- [DATA TO USE]
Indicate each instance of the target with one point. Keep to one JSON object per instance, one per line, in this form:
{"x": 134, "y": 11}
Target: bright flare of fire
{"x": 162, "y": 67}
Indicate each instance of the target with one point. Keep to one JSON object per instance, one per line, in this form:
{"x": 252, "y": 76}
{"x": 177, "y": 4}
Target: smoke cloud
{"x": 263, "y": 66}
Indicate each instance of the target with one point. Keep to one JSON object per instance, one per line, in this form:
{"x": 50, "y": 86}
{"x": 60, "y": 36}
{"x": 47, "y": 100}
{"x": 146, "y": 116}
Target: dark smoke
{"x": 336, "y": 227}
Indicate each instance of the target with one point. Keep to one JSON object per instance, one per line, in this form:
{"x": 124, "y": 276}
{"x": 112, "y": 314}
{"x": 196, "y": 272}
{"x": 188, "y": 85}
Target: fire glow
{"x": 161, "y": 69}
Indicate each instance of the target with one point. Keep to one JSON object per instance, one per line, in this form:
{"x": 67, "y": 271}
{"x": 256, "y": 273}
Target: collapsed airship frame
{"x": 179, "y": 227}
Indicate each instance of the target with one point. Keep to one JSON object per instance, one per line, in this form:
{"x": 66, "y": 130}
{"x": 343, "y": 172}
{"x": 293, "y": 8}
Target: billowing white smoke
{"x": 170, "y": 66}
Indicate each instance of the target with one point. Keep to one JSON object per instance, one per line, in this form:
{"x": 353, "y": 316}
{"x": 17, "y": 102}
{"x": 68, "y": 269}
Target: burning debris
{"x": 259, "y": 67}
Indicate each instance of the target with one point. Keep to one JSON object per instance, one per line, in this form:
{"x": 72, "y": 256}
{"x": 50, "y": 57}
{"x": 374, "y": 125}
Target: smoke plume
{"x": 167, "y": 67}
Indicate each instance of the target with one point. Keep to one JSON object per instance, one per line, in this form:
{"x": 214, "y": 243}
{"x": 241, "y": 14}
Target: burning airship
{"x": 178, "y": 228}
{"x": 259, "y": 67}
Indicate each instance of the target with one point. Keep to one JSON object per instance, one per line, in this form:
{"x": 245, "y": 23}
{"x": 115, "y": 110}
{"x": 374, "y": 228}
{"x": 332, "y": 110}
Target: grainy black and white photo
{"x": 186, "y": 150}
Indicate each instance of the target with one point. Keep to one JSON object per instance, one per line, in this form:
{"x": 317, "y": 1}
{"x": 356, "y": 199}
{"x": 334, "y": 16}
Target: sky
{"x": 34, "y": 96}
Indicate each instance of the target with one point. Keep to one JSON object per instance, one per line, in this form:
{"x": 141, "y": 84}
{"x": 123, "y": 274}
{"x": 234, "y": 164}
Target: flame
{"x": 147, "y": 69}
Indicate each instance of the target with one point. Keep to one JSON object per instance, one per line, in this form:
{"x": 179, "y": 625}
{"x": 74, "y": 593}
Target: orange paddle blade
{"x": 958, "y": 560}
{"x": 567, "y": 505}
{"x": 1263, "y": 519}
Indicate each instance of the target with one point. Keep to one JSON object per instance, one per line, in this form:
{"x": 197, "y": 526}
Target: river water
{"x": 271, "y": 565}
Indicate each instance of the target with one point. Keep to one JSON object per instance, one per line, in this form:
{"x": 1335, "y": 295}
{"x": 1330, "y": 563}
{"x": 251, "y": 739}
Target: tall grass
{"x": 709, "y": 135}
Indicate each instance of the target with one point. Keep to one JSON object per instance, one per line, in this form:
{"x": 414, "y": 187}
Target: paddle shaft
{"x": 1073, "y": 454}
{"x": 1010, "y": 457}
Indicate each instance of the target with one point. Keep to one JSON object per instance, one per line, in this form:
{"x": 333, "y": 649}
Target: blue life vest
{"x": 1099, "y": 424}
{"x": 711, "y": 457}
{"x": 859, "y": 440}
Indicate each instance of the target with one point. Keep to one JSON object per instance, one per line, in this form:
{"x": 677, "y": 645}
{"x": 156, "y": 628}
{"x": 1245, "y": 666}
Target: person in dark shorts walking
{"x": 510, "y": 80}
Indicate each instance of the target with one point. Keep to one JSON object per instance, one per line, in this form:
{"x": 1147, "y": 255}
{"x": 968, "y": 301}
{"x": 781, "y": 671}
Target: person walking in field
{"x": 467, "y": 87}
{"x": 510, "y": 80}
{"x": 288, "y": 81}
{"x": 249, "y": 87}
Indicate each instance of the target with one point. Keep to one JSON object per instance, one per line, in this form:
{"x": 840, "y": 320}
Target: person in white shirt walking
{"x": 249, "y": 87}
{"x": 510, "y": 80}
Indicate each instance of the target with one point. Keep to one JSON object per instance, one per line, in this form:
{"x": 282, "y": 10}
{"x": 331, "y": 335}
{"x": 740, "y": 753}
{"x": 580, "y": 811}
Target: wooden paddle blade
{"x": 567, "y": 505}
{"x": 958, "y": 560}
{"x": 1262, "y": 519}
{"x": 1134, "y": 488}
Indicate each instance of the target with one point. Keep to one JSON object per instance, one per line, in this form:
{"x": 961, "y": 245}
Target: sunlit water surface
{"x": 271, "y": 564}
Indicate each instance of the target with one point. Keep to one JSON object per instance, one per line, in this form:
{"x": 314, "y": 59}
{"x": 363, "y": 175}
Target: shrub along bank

- [TASK INSTRUCTIONS]
Locate each line of the listing above that contains the word "smoke", and copy every such line in full.

- [EXERCISE ANSWER]
Target: smoke cloud
Target: dark smoke
Target: billowing white smoke
Target: smoke plume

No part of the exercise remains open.